What you should do
Please return every entry below exactly as written, without any of its pictures.

-.-.-

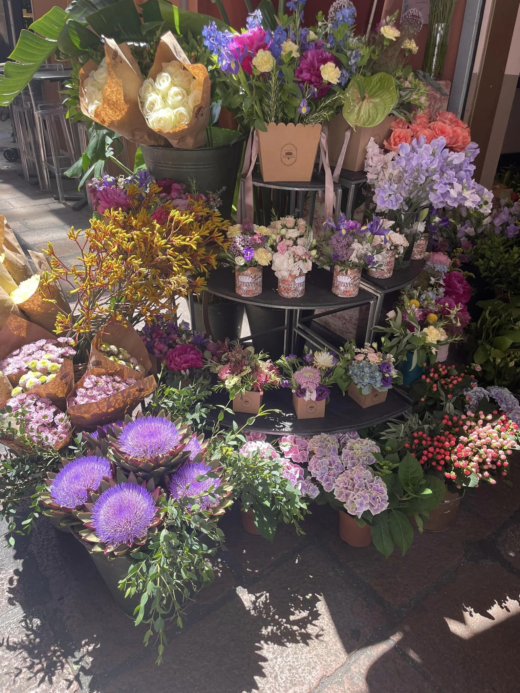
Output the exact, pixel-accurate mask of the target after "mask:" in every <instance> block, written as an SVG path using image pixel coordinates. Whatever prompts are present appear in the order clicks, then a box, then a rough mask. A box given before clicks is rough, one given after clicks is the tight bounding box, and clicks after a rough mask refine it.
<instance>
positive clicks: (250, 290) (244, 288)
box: [235, 267, 262, 298]
mask: <svg viewBox="0 0 520 693" xmlns="http://www.w3.org/2000/svg"><path fill="white" fill-rule="evenodd" d="M235 291H236V292H237V294H238V295H239V296H245V297H246V298H251V297H253V296H260V294H261V293H262V268H261V267H248V268H247V269H246V270H244V271H243V272H238V271H236V272H235Z"/></svg>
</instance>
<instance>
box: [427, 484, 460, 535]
mask: <svg viewBox="0 0 520 693" xmlns="http://www.w3.org/2000/svg"><path fill="white" fill-rule="evenodd" d="M461 501H462V496H460V495H459V494H458V493H450V492H449V491H448V489H446V492H445V493H444V498H443V499H442V501H441V504H440V505H438V506H437V507H436V508H435V509H434V510H430V511H429V515H430V519H429V520H428V522H425V523H424V531H425V532H445V531H446V530H447V529H449V528H450V527H451V525H452V524H453V522H454V521H455V518H456V517H457V513H458V512H459V508H460V503H461Z"/></svg>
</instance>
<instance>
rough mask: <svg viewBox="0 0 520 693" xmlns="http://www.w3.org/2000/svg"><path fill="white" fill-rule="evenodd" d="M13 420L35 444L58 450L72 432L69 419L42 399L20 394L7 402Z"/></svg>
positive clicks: (46, 399)
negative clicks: (12, 414) (9, 408)
mask: <svg viewBox="0 0 520 693" xmlns="http://www.w3.org/2000/svg"><path fill="white" fill-rule="evenodd" d="M6 406H8V407H10V409H11V411H12V413H13V418H14V420H15V422H16V423H17V425H18V426H20V427H21V428H22V429H23V430H25V434H26V435H27V436H28V437H29V438H30V439H31V440H33V441H34V442H35V443H37V444H40V445H41V444H44V445H50V446H52V447H54V448H58V447H59V445H60V444H61V443H62V442H63V441H65V439H66V438H67V437H68V436H69V434H70V433H71V431H72V427H71V424H70V419H69V417H68V416H67V414H64V413H63V412H61V411H60V410H59V409H57V408H56V407H55V406H54V405H53V403H52V402H51V401H50V400H49V399H46V398H44V397H37V396H36V395H26V394H23V393H22V394H20V395H17V396H16V397H12V398H11V399H10V400H8V402H7V405H6Z"/></svg>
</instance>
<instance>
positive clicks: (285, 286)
mask: <svg viewBox="0 0 520 693" xmlns="http://www.w3.org/2000/svg"><path fill="white" fill-rule="evenodd" d="M278 293H279V295H280V296H282V297H283V298H301V297H302V296H305V275H304V274H301V273H300V274H290V275H289V276H288V277H287V279H278Z"/></svg>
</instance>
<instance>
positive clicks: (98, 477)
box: [50, 455, 112, 509]
mask: <svg viewBox="0 0 520 693" xmlns="http://www.w3.org/2000/svg"><path fill="white" fill-rule="evenodd" d="M105 476H108V477H111V476H112V469H111V467H110V462H109V461H108V460H107V459H106V457H96V456H94V455H92V456H91V457H80V458H79V459H77V460H74V461H73V462H69V464H67V465H65V467H63V469H62V470H61V471H60V472H58V474H57V475H56V477H55V478H54V481H53V482H52V485H51V488H50V494H51V498H52V500H53V501H54V502H55V503H57V504H58V505H61V507H62V508H71V509H72V508H77V507H79V506H80V505H83V503H86V502H87V500H88V495H89V491H97V489H98V488H99V485H100V483H101V481H102V480H103V477H105Z"/></svg>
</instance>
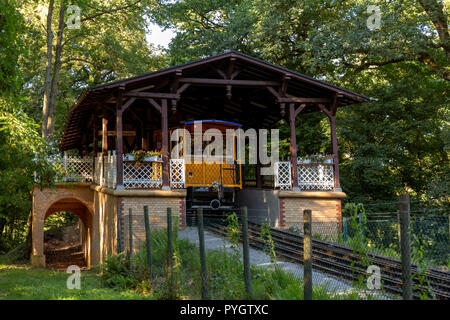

-.-.-

Task answer
Output the exact, pixel-accurate mask of the target after "mask:" in every <instance> block, written as an SVG path using image pixel coordinates. Whatever prompts are present appear in the order clicks, then a box, then a rough mask. A box given before clicks is rough, one given after clicks is the tight bounding box, and clicks after a rough mask refine it.
<instance>
positive clicks: (250, 290) (244, 288)
box: [235, 267, 262, 298]
mask: <svg viewBox="0 0 520 693" xmlns="http://www.w3.org/2000/svg"><path fill="white" fill-rule="evenodd" d="M235 291H236V292H237V294H238V295H239V296H245V297H246V298H251V297H253V296H260V294H261V293H262V268H261V267H248V268H247V269H246V270H244V271H243V272H238V271H236V272H235Z"/></svg>
</instance>
<instance>
box: [427, 484, 460, 535]
mask: <svg viewBox="0 0 520 693" xmlns="http://www.w3.org/2000/svg"><path fill="white" fill-rule="evenodd" d="M461 501H462V496H460V495H459V494H458V493H450V492H449V491H448V489H446V492H445V493H444V498H443V499H442V501H441V504H440V505H438V506H437V507H436V508H435V509H434V510H430V511H429V515H430V519H429V520H428V522H425V523H424V531H425V532H445V531H446V530H447V529H449V528H450V527H451V525H452V524H453V522H454V521H455V518H456V517H457V513H458V512H459V508H460V503H461Z"/></svg>
</instance>
<instance>
rough mask: <svg viewBox="0 0 520 693" xmlns="http://www.w3.org/2000/svg"><path fill="white" fill-rule="evenodd" d="M13 420L35 444L58 450L72 432L69 419L42 399L20 394L7 402Z"/></svg>
positive clicks: (46, 399)
negative clicks: (12, 414) (9, 408)
mask: <svg viewBox="0 0 520 693" xmlns="http://www.w3.org/2000/svg"><path fill="white" fill-rule="evenodd" d="M6 406H8V407H10V409H11V411H12V413H13V418H14V420H15V422H16V423H17V425H18V426H20V427H21V428H22V429H23V430H25V434H26V435H27V436H28V437H29V438H30V439H31V440H33V441H34V442H35V443H37V444H40V445H41V444H44V445H50V446H52V447H54V448H58V447H59V445H60V444H61V443H62V442H63V441H65V439H66V438H67V437H68V436H69V434H70V433H71V431H72V427H71V424H70V419H69V417H68V416H67V414H64V413H63V412H61V411H60V410H59V409H57V408H56V407H55V406H54V405H53V403H52V402H51V401H50V400H49V399H46V398H44V397H37V396H36V395H26V394H23V393H22V394H20V395H17V396H16V397H12V398H11V399H10V400H8V402H7V405H6Z"/></svg>
</instance>
<instance>
positive clicks: (285, 286)
mask: <svg viewBox="0 0 520 693" xmlns="http://www.w3.org/2000/svg"><path fill="white" fill-rule="evenodd" d="M278 293H279V295H280V296H282V297H283V298H301V297H302V296H305V275H304V274H301V273H300V274H290V275H289V276H288V277H287V279H278Z"/></svg>
</instance>
<instance>
positive clicks: (98, 477)
box: [50, 455, 112, 509]
mask: <svg viewBox="0 0 520 693" xmlns="http://www.w3.org/2000/svg"><path fill="white" fill-rule="evenodd" d="M105 476H108V477H111V476H112V469H111V467H110V462H109V461H108V460H107V459H106V457H96V456H94V455H92V456H91V457H80V458H79V459H77V460H74V461H73V462H69V464H67V465H65V467H63V469H62V470H61V471H60V472H58V474H57V475H56V477H55V478H54V481H53V482H52V485H51V488H50V494H51V498H52V500H53V501H54V502H55V503H57V504H58V505H61V507H62V508H71V509H72V508H77V507H79V506H80V505H83V503H86V502H87V500H88V495H89V491H97V489H98V488H99V485H100V483H101V481H102V480H103V477H105Z"/></svg>
</instance>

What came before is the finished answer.